_Description of the task_:
Print out the full listing exactly as it reads.

_Data under study_:
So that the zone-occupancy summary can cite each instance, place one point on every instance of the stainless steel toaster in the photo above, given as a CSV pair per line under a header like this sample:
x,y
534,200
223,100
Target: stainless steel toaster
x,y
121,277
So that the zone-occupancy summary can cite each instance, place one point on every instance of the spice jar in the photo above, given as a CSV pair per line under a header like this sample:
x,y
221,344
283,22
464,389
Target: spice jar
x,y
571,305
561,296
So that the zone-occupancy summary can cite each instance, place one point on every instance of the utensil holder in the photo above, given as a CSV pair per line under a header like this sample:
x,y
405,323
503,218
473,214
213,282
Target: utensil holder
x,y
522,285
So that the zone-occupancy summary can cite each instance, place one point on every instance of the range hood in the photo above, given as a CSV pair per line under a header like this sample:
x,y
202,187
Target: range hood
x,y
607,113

_Written solution_:
So that the zone-occupancy summary can cite each instance, place one point on every instance of the stainless steel toaster in the photo above, given as a CSV pair per line under a header like this sample:
x,y
534,200
223,100
Target: stainless steel toaster
x,y
121,277
So that the zone-occupancy summary can cite each instance, place one point on every instance of the spice jar in the photo above, given as a CSV pair per line under a header like this sample:
x,y
221,344
283,22
464,389
Target: spice jar
x,y
571,305
561,296
So that the zone-occupancy summary can cite each instance, place one point on every instance of the utensil holder in the photo above, given as a CSV pair per line under a header like this sample:
x,y
405,323
503,218
473,214
213,282
Target: utensil holder
x,y
522,285
So that the zone-occupancy summary can cite each instance, place one point on every instance of the range hood in the photo above, given as a CSV pair per line under a header like this sample:
x,y
202,187
Target: range hood
x,y
607,113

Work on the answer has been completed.